JOB - Write out the full listing again, exactly as it stands.

EXERCISE INPUT -
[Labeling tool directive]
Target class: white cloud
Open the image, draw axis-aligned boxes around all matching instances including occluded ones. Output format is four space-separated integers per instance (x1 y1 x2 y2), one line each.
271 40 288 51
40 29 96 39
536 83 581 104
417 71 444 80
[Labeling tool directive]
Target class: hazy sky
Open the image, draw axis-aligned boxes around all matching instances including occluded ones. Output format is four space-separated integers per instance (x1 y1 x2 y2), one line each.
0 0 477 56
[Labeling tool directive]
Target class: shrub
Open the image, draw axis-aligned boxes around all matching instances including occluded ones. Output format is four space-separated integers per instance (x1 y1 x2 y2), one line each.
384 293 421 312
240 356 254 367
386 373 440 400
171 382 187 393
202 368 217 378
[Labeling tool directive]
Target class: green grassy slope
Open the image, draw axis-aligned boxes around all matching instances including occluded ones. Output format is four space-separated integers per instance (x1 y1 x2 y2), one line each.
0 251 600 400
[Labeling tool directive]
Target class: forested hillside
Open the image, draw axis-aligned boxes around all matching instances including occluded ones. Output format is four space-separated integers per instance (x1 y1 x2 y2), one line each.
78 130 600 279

FINISHED EXERCISE -
[Labeling tool directive]
Target class: white cloud
Open the image, draw axis-aligned boxes around all matching instances including occluded ones. Output format is four space-separated integers per instance (x1 y1 x2 y2), one line each.
271 40 288 51
40 29 96 39
536 83 581 104
417 71 444 80
[Labeling tool directive]
Target class: hazy sky
Open the image, draw axis-aligned boxes around all matching instances including occluded ones. Output format is four space-separated integers per instance (x1 y1 x2 y2), one line each.
0 0 477 56
[Labeling tool directive]
Target class: shrub
Open the image, draw axis-aligned boxes around all matching instances including occluded ones. Output format is four space-separated integers per instance (x1 y1 x2 y2), one line each.
384 293 421 312
240 356 254 367
386 373 440 400
171 382 187 393
202 368 217 378
[Labeling tool directive]
Target class: green grassy slope
Open the image, draw axis-aligned boxes around all matching instances including occluded ones. Output format is four space-separated integers per instance (x1 y1 x2 y2), one line each.
0 251 600 400
[Labeling tool directive]
Target class: forested hillside
Open the image, draw axis-aligned boxes around all matching instances including occluded ones. Output format is four space-separated integers per instance (x1 y1 x2 y2), one line each.
78 130 600 279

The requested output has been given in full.